Repeat each line of the material below without change.

Given records:
----------------

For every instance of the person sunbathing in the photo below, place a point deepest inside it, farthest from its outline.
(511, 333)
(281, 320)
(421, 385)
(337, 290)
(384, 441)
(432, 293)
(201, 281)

----------------

The completed task:
For every instance of the person sunbathing in the photo below, place a point deepest inside it, farthest from its outline.
(511, 333)
(281, 320)
(421, 385)
(337, 290)
(384, 441)
(432, 293)
(201, 281)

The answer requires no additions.